Frequently Asked Questions about Solar Energy
Although there are a number of solar energy technologies, the sections below refer primarily to photovoltaic technology.
These are common questions about solar energy and photovoltaic (PV) systems, including costs and benefits. Solar energy costs and savings can widely vary, and depend on a number of local factors.
What Are the Benefits of Solar Energy?
Adding solar energy to our nation's energy mix:
- provides America with clean and diversified sources of energy supply
- increases energy security, moving away from large centralized power plants
- reduces the need for new conventional power plants
- improves our environment by avoiding greenhouse gas emissions
- improves the quality of air we breathe
- stimulates our economy and creates jobs by promoting a U.S.-based solar industry
- creates an easy-to-deploy, mobile energy supply for emergencies, disasters, and national defense purposes
Adding solar technologies to homes and property:
- improves property values
- saves money on electricity bills
- provides a hedge against future energy price increases
- provides security, by using an energy source that is unlimited
- creates a sustainable energy future
- provides an uninterrupted energy supply during blackouts with the use of batteries for power backup and energy storage
Adding solar technologies to businesses:
- provides positive financial returns (solar energy projects can generate positive cash flow immediately based on green financing options)

### [Entries shown]
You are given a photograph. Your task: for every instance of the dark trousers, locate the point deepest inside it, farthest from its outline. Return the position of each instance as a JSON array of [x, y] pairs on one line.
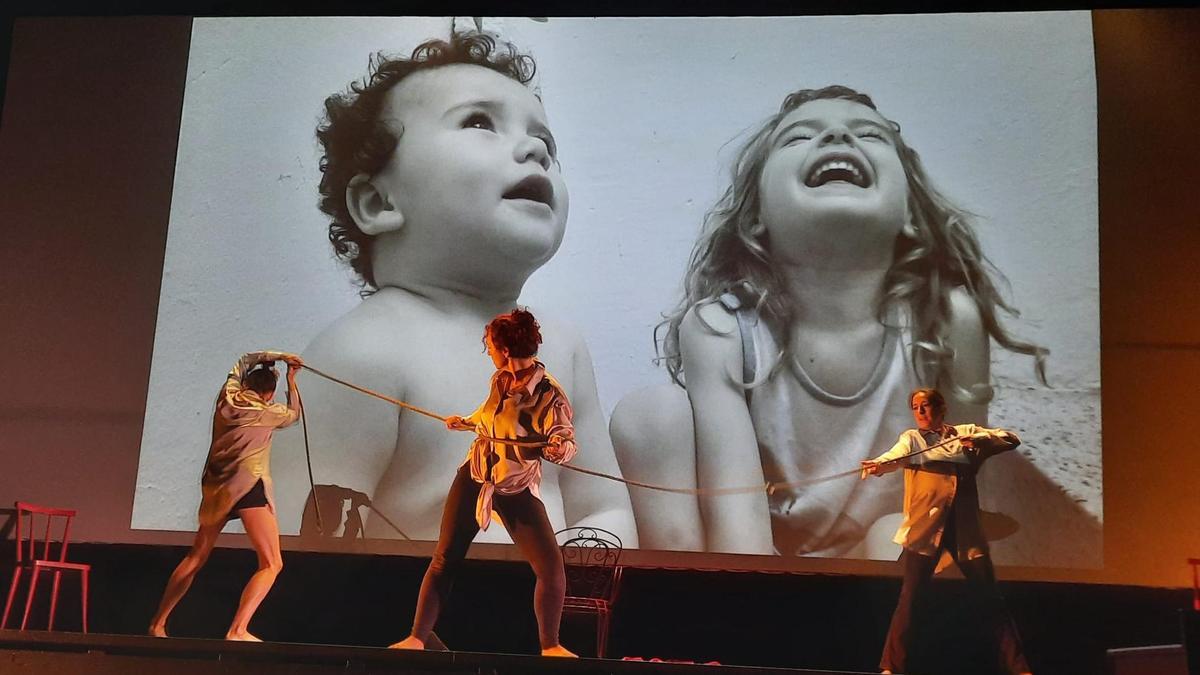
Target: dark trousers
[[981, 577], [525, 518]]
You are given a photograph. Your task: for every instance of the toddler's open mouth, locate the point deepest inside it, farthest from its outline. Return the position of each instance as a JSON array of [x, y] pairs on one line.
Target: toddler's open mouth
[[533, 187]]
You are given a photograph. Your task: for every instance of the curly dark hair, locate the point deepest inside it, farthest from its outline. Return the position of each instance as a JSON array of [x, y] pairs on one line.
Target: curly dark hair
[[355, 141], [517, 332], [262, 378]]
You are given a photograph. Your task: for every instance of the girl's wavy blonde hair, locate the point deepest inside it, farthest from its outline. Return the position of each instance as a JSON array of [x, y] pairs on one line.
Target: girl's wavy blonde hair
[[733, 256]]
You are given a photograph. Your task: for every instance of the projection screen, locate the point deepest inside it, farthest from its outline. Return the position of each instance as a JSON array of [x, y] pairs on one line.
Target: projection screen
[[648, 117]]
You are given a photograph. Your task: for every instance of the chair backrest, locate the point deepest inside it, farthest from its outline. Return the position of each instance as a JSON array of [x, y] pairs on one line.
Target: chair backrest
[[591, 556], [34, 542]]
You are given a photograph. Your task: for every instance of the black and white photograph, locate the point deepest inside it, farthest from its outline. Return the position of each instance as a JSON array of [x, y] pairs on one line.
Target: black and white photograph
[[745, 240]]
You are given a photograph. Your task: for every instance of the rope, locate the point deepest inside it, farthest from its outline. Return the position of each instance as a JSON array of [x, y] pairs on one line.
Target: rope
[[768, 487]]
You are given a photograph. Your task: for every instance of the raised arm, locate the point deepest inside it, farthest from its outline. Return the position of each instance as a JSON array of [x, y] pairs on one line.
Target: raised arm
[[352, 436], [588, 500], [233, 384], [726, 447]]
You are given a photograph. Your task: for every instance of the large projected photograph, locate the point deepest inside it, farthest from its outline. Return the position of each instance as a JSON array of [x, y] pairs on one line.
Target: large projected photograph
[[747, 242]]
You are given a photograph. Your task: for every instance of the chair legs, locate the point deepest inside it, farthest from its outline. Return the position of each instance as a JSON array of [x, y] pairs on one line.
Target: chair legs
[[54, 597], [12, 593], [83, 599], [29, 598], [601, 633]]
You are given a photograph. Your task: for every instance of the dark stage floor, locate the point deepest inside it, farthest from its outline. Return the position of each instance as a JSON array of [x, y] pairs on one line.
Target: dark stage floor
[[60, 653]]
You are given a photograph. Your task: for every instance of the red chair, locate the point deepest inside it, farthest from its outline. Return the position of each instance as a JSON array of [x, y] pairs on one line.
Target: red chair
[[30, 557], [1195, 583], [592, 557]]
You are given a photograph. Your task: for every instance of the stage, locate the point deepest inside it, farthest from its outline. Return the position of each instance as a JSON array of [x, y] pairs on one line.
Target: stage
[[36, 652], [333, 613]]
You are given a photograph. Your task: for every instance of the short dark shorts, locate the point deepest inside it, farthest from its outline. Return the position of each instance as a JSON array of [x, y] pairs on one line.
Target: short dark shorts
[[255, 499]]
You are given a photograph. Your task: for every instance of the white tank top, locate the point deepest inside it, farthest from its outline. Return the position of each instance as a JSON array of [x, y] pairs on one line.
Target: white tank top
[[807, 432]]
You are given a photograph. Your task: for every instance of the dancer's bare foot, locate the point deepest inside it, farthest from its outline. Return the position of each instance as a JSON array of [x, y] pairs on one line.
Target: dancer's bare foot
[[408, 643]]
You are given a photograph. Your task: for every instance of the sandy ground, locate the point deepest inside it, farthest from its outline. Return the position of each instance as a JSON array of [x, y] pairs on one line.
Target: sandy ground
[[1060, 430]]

...

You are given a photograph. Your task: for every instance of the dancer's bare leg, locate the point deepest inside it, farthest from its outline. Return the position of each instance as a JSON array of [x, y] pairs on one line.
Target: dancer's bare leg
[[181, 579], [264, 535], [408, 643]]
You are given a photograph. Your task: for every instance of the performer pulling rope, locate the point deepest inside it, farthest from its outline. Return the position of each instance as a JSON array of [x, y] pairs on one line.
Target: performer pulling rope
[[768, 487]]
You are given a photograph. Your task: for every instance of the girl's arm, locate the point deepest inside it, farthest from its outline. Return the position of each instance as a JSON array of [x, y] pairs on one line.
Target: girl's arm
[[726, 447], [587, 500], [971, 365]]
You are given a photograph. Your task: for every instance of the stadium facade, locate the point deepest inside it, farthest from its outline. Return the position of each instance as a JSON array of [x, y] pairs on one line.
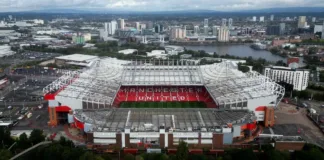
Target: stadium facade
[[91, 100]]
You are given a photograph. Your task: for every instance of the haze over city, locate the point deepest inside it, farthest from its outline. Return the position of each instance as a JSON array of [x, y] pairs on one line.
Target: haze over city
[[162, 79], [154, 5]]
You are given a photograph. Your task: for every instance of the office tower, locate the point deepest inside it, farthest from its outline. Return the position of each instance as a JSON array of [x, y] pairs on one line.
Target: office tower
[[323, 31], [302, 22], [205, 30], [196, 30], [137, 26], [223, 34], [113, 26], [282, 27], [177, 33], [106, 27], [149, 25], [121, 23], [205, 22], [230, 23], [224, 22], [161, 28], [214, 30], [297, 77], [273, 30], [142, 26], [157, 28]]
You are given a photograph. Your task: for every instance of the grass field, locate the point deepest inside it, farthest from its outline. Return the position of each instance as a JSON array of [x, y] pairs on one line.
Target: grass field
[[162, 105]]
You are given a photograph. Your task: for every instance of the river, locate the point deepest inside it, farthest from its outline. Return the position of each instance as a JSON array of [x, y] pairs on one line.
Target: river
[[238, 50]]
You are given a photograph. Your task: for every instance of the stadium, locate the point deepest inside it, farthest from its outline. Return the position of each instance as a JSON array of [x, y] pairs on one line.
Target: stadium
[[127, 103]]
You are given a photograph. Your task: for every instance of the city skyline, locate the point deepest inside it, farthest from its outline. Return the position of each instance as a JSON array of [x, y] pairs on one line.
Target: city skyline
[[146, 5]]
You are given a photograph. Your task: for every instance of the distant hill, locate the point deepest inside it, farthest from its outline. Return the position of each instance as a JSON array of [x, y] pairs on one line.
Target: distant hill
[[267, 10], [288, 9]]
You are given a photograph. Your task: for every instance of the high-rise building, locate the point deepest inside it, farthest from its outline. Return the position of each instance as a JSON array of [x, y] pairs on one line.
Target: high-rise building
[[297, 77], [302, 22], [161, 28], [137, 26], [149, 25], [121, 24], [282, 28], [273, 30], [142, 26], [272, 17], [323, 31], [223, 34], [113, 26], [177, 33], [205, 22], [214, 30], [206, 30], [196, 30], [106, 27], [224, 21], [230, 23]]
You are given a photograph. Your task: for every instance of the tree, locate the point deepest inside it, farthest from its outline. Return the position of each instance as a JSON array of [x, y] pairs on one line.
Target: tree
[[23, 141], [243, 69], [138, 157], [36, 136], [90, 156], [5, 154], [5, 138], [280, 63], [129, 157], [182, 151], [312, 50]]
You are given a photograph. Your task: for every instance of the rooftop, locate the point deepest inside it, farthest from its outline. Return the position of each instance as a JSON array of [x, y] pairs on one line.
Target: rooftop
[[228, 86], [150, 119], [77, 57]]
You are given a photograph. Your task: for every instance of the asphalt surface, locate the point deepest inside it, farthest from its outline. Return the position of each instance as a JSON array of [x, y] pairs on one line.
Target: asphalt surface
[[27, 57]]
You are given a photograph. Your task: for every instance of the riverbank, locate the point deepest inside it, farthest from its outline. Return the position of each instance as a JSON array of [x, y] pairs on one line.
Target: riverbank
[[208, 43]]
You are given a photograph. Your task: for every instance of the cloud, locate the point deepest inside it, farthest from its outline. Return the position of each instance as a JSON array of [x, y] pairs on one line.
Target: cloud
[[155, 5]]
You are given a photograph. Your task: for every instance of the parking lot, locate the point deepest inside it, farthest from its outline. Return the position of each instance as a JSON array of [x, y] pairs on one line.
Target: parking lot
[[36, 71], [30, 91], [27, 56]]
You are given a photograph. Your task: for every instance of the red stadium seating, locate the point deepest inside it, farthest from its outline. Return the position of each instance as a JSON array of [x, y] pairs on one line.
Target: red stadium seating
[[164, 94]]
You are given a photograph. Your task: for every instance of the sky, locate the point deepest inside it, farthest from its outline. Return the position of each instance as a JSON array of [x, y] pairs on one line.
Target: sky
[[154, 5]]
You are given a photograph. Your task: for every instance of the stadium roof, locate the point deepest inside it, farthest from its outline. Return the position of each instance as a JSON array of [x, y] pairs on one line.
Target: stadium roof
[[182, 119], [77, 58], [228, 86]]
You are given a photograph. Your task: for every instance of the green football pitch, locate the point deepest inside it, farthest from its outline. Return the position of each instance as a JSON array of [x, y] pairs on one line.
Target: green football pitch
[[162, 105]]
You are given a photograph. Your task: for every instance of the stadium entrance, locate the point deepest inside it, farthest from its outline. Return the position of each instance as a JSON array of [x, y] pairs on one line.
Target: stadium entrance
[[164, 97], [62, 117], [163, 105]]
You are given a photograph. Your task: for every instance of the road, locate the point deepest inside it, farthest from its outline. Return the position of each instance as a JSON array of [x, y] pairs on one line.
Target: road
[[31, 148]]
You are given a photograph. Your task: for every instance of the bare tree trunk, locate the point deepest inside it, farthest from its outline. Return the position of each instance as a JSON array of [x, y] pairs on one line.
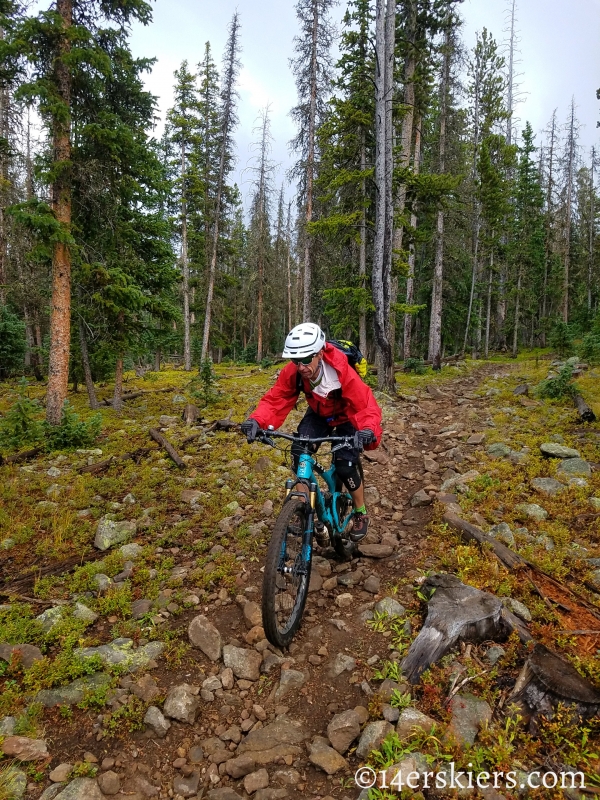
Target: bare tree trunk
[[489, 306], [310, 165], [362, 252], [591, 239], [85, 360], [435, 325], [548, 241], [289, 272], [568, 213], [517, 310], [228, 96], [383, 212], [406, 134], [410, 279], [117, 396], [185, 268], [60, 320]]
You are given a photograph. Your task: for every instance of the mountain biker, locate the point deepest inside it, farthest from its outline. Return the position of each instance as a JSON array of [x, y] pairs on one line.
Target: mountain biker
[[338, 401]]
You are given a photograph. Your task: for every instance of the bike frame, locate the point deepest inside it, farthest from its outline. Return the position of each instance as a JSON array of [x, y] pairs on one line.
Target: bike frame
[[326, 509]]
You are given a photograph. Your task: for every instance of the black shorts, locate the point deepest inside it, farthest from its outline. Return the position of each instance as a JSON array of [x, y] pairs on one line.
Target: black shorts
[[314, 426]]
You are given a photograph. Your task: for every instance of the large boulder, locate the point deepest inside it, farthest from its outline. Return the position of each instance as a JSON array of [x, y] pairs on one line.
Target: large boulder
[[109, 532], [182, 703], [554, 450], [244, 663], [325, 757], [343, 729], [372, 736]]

### [Problems to solve]
A. In the solar energy FAQ, what makes an uninterrupted supply during blackouts possible for homes with solar?
B. Transcribe the solar energy FAQ between "Frequently Asked Questions" and "to photovoltaic technology.", inclusive.
C. Please go on with the solar energy FAQ after its last line.

### [Expected answers]
A. The use of batteries for power backup and energy storage.

B.
Frequently Asked Questions about Solar Energy
Although there are a number of solar energy technologies, the sections below refer primarily to photovoltaic technology.

C.
- creates no emissions, no noise
- provides a hedge against electric price volatility
- provides energy supply to remote installations or buildings
- creates a mobile energy supply for use in emergencies and disasters
- provides an uninterrupted energy supply during blackouts with the use of batteries for power backup and energy storage
- reduces or avoids the necessity to build new transmission/distribution lines or upgrade existing ones
- aids in meeting peak power needs
- diversifies the range of energy sources in use and increase the reliability of the grid network
- can be installed in small increments to match the load requirement of the customer
- provides a potential revenue source in a diverse energy portfolio
- assists in meeting renewable portfolio standards goals
- aids in off-setting or avoiding carbon emissions
What Types of Solar Energy Technologies Are Available?
Solar energy can refer to photovoltaic, solar water/air heating, concentrating solar power.
- Photovoltaic (PV) modules are made of semiconductor materials that convert sunlight into electricity. PV modules produce electricity any time the sun is shining, but more electricity is produced when the sunlight is more intense.
- Solar heating harnesses the power of the sun to provide thermal energy to heat air or water.
- Concentrating solar power systems use a variety of mirror configurations to concentrate the intensity of the sun to generate electricity.
How Do PV Systems Work?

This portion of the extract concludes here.